▶ _Goal of the exercise_
Go through the entries, filter for the word "below", and copy every line that has it.

——————————

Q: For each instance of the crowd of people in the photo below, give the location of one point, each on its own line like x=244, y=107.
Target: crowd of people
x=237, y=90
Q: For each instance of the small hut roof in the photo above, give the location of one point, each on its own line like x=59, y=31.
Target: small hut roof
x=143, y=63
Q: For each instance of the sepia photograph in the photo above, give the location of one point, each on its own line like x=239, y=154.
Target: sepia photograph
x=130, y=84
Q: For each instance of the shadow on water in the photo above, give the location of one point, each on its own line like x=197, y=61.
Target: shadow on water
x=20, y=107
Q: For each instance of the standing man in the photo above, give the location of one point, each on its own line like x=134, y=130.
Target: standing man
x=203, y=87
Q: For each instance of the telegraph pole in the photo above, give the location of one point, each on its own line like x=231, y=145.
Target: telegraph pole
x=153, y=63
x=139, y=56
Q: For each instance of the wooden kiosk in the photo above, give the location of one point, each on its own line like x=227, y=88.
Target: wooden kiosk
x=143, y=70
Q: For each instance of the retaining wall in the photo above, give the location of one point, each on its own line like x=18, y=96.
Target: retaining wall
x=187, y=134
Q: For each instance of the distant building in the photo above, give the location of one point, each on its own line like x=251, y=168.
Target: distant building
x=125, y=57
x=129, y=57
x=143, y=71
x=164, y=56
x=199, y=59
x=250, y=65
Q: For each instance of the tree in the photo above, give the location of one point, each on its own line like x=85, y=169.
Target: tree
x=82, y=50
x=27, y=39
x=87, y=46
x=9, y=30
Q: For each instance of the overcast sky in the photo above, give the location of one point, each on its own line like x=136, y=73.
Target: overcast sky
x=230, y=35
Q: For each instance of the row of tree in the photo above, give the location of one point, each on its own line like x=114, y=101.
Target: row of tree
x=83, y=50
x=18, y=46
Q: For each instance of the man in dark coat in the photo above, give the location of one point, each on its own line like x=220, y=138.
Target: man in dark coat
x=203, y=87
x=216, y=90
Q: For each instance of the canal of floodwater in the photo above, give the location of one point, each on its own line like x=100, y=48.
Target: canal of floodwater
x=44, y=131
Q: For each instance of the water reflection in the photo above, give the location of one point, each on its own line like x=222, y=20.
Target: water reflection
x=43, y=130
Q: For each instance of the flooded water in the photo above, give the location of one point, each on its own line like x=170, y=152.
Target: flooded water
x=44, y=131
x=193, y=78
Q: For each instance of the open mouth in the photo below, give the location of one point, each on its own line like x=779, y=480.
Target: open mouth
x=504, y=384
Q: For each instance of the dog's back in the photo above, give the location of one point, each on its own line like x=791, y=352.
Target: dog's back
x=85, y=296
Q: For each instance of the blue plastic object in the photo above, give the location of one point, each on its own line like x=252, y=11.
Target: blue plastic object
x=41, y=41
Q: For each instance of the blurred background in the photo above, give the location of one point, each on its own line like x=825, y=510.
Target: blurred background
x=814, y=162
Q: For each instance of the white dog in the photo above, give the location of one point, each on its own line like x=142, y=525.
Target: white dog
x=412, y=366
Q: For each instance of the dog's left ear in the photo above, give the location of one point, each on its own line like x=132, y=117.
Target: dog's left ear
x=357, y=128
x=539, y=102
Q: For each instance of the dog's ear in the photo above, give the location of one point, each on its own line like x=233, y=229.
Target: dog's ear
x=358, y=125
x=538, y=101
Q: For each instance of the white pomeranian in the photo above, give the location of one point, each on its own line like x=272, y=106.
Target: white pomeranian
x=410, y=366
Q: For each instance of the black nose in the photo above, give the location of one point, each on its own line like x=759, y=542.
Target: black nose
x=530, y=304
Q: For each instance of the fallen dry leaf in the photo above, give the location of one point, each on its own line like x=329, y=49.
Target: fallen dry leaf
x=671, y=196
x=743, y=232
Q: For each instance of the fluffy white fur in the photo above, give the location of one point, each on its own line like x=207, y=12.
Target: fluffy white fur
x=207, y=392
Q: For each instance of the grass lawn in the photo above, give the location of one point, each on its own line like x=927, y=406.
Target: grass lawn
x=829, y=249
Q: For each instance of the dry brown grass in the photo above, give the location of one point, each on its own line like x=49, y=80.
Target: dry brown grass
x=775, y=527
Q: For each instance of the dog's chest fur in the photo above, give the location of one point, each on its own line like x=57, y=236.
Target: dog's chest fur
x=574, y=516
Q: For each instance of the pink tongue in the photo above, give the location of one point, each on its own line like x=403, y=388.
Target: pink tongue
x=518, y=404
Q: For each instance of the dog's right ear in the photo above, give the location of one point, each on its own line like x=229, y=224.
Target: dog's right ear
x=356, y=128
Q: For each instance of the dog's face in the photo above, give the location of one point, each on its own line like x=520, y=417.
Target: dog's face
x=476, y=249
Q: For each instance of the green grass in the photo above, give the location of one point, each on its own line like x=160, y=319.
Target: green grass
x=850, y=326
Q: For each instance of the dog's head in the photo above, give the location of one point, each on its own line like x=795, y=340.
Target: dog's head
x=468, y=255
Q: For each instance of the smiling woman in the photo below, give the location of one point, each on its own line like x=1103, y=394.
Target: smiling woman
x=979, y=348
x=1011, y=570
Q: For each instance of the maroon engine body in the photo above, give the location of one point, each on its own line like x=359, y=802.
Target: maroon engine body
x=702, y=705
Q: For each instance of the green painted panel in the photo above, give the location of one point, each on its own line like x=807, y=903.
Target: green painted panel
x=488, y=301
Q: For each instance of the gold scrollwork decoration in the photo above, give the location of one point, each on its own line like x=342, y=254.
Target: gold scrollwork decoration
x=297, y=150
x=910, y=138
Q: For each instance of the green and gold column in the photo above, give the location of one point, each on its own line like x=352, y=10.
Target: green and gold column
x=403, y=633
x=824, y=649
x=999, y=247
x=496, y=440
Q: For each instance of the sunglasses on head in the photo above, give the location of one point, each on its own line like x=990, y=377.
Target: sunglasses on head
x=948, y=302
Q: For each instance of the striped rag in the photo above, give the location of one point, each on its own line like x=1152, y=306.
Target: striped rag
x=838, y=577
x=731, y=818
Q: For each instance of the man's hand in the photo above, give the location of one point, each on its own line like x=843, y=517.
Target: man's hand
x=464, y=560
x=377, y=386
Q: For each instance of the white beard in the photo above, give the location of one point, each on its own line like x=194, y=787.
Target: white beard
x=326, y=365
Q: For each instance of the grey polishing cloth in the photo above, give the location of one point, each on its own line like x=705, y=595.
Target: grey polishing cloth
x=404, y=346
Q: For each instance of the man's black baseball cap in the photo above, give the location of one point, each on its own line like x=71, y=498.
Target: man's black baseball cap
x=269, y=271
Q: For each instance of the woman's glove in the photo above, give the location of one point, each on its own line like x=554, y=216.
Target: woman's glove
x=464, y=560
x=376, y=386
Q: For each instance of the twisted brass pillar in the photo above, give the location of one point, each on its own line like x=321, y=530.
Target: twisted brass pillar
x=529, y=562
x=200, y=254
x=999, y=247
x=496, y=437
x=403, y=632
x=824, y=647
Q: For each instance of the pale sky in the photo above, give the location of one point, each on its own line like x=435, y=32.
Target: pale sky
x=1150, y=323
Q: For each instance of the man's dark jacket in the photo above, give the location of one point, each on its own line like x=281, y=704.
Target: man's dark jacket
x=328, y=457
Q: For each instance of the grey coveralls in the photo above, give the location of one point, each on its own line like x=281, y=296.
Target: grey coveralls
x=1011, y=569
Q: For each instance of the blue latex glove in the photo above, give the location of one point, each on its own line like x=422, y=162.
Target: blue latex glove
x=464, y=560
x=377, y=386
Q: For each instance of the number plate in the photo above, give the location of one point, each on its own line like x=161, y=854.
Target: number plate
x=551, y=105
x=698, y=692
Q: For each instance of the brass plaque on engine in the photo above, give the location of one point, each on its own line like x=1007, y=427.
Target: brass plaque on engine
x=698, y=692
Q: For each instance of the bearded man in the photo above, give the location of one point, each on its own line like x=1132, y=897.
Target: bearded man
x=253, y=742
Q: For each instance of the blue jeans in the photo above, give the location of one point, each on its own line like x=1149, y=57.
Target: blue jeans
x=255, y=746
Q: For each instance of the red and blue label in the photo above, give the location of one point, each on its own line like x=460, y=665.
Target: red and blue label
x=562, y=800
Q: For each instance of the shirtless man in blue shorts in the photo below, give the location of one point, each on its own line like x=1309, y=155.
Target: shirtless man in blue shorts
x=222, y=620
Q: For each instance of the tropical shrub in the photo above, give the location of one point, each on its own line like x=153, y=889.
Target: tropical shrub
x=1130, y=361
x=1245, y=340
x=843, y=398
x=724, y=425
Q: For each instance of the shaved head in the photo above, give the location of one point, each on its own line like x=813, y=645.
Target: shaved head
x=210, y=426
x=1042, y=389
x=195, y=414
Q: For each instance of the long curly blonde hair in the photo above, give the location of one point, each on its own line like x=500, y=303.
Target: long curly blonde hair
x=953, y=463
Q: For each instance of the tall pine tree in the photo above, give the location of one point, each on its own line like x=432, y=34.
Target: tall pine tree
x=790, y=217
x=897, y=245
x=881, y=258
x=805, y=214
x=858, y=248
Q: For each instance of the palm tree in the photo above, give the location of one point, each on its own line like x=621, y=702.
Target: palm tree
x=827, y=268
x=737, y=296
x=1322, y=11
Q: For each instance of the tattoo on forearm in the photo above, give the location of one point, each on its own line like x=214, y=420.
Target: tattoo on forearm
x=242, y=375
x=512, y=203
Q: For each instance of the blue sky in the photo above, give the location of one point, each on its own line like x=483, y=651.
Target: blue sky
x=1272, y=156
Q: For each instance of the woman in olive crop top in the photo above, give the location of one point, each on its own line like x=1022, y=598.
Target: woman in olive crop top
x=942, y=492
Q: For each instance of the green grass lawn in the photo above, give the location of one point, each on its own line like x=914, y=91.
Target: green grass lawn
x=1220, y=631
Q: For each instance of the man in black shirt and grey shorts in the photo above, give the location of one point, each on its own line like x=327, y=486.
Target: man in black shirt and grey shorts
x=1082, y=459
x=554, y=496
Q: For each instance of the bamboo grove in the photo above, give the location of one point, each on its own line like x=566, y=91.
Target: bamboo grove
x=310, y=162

——————————

▶ _Task solution_
Q: For each instance of the crowd of people in the photo below, give the location of one point, each on its own line like x=244, y=107.
Q: For each instance of the open mouth in the photo below, give the location of one point, each on its own line like x=779, y=480.
Q: For each instance of the smiling woman in the photo below, give the location of one point, each on its own line like x=1103, y=394.
Q: For each instance of the shirtless man in blue shorts in the photo below, give the location of one point, each on its own line like x=1309, y=155.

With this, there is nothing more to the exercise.